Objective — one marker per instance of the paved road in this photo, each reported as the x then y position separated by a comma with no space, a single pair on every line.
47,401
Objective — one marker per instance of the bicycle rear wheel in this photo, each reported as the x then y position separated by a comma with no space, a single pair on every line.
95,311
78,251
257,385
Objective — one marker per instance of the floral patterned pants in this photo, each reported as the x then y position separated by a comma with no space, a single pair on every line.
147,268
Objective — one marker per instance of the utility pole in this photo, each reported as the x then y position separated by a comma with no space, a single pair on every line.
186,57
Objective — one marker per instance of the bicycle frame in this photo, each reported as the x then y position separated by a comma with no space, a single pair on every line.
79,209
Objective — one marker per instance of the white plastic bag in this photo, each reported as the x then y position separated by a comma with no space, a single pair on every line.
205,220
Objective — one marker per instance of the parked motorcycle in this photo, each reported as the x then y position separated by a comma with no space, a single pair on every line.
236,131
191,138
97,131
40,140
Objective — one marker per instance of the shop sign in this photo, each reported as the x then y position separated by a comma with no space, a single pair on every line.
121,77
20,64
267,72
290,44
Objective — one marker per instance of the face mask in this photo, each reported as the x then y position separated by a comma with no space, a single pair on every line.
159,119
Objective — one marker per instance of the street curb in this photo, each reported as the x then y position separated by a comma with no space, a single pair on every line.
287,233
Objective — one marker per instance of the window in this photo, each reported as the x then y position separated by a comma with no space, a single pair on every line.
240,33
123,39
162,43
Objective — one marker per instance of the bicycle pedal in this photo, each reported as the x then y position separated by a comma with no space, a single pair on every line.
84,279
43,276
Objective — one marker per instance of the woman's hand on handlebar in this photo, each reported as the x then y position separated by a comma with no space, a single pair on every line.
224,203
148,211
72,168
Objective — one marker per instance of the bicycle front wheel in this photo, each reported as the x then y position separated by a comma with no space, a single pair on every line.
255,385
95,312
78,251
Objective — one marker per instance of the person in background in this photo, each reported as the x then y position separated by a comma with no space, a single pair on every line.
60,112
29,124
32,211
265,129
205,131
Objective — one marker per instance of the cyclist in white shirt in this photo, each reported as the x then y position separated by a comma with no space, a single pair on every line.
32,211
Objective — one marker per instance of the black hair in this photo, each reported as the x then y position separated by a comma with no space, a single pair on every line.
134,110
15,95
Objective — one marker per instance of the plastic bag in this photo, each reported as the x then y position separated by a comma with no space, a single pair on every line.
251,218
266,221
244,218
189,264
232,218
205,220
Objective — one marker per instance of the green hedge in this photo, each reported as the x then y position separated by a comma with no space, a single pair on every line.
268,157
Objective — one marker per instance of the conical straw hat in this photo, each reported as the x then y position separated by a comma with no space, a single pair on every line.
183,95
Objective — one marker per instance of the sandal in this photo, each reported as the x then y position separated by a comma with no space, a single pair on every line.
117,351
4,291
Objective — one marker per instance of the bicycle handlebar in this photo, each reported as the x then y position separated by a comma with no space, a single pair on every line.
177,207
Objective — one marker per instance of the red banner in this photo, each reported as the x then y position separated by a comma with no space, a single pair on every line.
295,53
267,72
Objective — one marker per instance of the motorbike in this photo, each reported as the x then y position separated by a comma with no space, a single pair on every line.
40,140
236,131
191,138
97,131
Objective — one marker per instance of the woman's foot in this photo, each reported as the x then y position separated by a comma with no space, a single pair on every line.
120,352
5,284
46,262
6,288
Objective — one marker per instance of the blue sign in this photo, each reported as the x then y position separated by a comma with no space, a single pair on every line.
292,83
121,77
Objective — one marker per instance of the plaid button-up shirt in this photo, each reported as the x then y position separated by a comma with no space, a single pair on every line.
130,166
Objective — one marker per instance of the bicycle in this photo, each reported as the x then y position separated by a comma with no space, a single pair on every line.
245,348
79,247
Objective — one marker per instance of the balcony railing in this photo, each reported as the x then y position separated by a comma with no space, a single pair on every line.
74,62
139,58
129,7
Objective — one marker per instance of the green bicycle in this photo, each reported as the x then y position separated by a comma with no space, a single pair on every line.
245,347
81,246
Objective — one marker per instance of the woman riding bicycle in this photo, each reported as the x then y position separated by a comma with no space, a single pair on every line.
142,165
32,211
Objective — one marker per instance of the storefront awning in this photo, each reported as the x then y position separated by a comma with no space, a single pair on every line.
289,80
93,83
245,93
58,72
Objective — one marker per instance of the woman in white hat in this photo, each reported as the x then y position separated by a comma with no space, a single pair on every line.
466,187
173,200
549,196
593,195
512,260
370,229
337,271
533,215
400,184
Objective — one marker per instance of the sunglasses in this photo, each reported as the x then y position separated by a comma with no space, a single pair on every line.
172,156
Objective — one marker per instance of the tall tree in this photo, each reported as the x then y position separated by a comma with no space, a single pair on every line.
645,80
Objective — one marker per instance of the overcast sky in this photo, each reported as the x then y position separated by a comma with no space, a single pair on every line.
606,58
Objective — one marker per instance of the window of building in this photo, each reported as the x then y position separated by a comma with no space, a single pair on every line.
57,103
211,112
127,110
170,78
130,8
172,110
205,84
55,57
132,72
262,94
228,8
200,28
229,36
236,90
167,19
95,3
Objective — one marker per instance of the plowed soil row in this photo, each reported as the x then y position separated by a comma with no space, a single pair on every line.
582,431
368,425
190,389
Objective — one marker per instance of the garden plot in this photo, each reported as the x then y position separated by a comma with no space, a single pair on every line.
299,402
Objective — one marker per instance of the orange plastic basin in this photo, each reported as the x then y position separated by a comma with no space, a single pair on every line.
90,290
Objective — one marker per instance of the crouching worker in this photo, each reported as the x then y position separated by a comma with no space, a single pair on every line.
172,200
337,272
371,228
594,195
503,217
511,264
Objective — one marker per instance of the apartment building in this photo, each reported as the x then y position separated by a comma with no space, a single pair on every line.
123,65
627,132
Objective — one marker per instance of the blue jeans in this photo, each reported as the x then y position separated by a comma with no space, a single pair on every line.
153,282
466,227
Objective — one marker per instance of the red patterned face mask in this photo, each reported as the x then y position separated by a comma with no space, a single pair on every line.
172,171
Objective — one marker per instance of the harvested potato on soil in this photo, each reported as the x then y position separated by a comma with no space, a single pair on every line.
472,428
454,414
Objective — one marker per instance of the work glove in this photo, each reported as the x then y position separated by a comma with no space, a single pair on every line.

### Exercise aim:
Start at the line that contains "Objective — one marker per instance of the blue jeans" and continue to the end of the data. Give those lines again with "harvested" switched to "gathered" and everything else left unchanged.

### Task output:
Objective — one marker per instance of the blue jeans in this photo, each reported as the x then y position separated by a comma with no space, a single pair on every line.
153,282
466,227
Objective — one marker per instance of the red patterned face mask in this photo, each reported as the x then y position separated by a comma with no space, a single pair on every line.
172,171
Objective — one marker per instance of the gathered potato on soil in this photo, each reported as the x then y position separated by a comma with no space, a single pair on every line.
472,428
454,414
Objective — one marker per instance of the work glove in this photo, each reported as the x then y position separated by a comma with no space, a single pair on every line.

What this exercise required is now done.